======== Selected text ========

I have implemented Ewan's approach and it works like a charm.  

Unfortunately I can not share the source code.

I implemented it for the express purpose of 'canonicalizing' a set of seq
features for the purpose of 'reasoning' about 'variation' features (somewhat
a la Heiki's Bio::Variation::* modules).

I recommend creating, say, Bio::SemanticFeatureInterpreter::Interface as a
class of objects which programmatically 'edit' Bio::SeqI or
Bio::Seq::RichSeq (or Bio::LiveSeq?) objects.  The nature of the edit could
be arbitrary.  Objects which conform to the interface would implement a
method named, say, 'interpret', which would take the seq and implement some
systematic change to it.

Then, implement Bio::SemanticFeatureInterpreter::BuildGeneObjects (say)
which @ISA(Bio::SemanticFeatureInterpreter::Interface) and whose 'interpret'
method would 'Do the right thing'.

======== Data shown ========

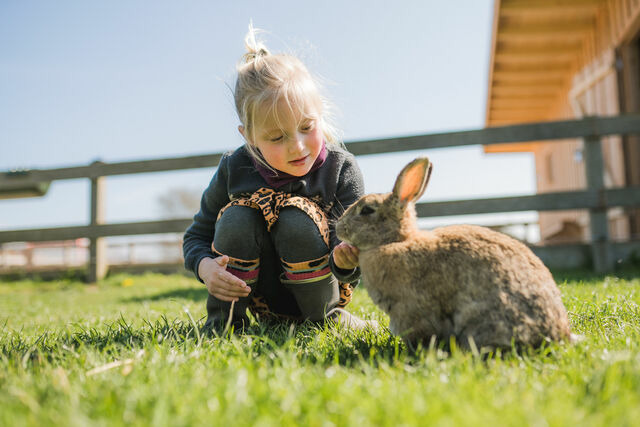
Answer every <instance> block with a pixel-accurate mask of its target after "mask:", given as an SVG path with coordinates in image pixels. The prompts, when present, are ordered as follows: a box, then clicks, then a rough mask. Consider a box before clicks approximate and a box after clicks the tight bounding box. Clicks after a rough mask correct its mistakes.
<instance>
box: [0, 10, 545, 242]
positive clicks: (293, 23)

========

• _What this exercise asks_
(a) Answer these about the post on the feature-interpreter design:
(i) What does the writer say cannot be shared?
(ii) Which modules does the writer liken the purpose of the implementation to?
(iii) What name is proposed for the method that conforming objects would implement?
(b) Carry on with the post on the feature-interpreter design from its last sentence.

• _Results of the exercise_
(a)
(i) The source code.
(ii) Heiki's Bio::Variation::* modules.
(iii) 'interpret'

(b)
Then, change Bio::SeqIO module to take another ->new param, one which
specifies an ordered list of Bio::SemanticFeatureInterpreter objects to
apply to each sequence object as it is read.


$in  = Bio::SeqIO->new(-file => "inputfilename" , '-format' => 'Genbank',
'-SemanticFeatureInterpreter' => [BuildGeneObjects]);

As a departure from the usual BioPerl way of dynamically requiring modules,
the change to implementation of Bio::SeqIO could 
   require UNIVERSAL::Require
and then, in Bio::SeqIO->new, do a
  $self->_SemanticFeatureInterpreterObjects = map

later, in the next_seq method, before returning the read seq, loop over the
$self->_SemanticFeatureInterpreterObjects and have them applied in turn to
the seq.

this works (I've done it) and is independent of data source, as Ewan values.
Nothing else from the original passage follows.